**Tarefa a realizar:**
As afirmações seguintes concordam com o excerto sobre o modelo de propaganda? Responda sim ou não a cada uma e cite literalmente as palavras do excerto que o decidem. (a) Hallin e LaFeber apontaram o apoio à política de Reagan na América Central como incompatível com o modelo. (b) Qualquer modelo envolve elementos deterministas. (c) Os críticos apresentam habitualmente modelos alternativos pormenorizados.
=== Excerto selecionado ===
Tanto Hallin como o historiador Walter LaFeber (numa revista no
New York Times
) apontaram a continuada oposição à política de
Reagan na América Central como de certo modo incompatível com o
modelo. Estes críticos deixaram de compreender que o modelo de
propaganda é acerca de como os media funcionam, não quão
eficazes são. Pela lógica desta forma de crítica, se
muitos soviéticos não engolissem os escritos do
Pravda
isto demonstraria que este não estava ao serviço da propaganda
do estado.
Modelo de propaganda demasiado mecânico, funcionalista, ignora a
existência de espaço, contestação e
interacção.
Este conjunto de críticas está no cerne das
reacções negativas dos analistas sérios à esquerda
do centro, tais como Philip Schlesinger, James Curran, Peter Golding, Graham
Murdoch e John Eldridge, bem como de Hallin. Destes críticos, só
Schlensinger tanto resume os elementos do nosso modelo como discute a nossa
prova. Ele reconhecer que os estudos de caso apresentam casos impressionantes,
mas acaba no fim por considerar "uma visão altamente determinista
de como os media operam complementado por uma concepção
funcionalista directa da ideologia".
[6]
Especificamente, deixámos de explicar os pesos a serem dados aos nossos
cinco filtros; não permitimos influências externas, não
apresentámos uma "análise completa dos modos pelos quais
opera-se a dinâmica económica para estruturar tanto a amplitude
como a forma das apresentações da imprensa" (citando Graham
Murdoch); e apesar de avançar "um modelo de efeitos poderosos"
admitimos que o sistema não é todo-poderoso, o que põe em
questão nosso determinismo.
A crítica do modelo de propaganda por ser determinista ignora
várias considerações importantes. Qualquer modelo envolve
elementos deterministas, de modo que isto é um espantalho a menos que os
críticos também mostrem que o sistema não é
logicamente consistente, opera sobre premissas falsas ou que o poder
previsional das variáveis determinantes é fraco. Os
críticos muitas vezes reconhecem que os estudos de caso que
apresentámos são poderosos, mas não mostram onde o alegado
determinismo conduz ao erro nem tão pouco apresentam ou apontam modelos
alternativos que cumprissem melhor essa tarefa.
[7]
O modelo de propaganda trata de conjuntos de eventos extraordinariamente
complexos e pretende só oferecer um quadro de análise vasto que
exige modificação conforme os muitos locais e factores especiais
e pode ser inteiramente não aplicável em alguns casos. Mas
eles oferece uma percepção em numerosos casos importantes que
têm efeitos vastos e força ideológica cumulativa, é
defensável a menos que um melhor modelo seja proporcionado.
Habitualmente os críticos sabiamente apegam-se a generalidades e
não apresentam qualquer pormenor crítico e modelo alternativo;
quando apresentam alternativas, os resultados não são
impressionantes.
=== Extrato dos registos ===
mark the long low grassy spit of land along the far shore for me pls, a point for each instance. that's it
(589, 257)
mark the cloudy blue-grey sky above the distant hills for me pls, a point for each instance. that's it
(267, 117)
===
=== Extrato dos registos ===
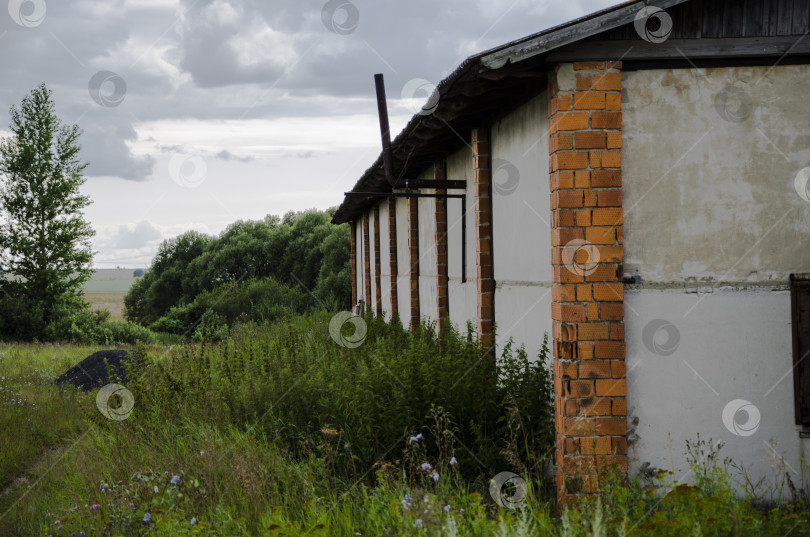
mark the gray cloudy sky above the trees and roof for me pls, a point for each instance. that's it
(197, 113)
===
**Resposta ao exercício:**
(a) Não: "apontaram a continuada oposição à política de Reagan na América Central como de certo modo incompatível com o modelo".
(b) Sim: "Qualquer modelo envolve elementos deterministas".
(c) Não: "Habitualmente os críticos sabiamente apegam-se a generalidades e não apresentam qualquer pormenor crítico e modelo alternativo".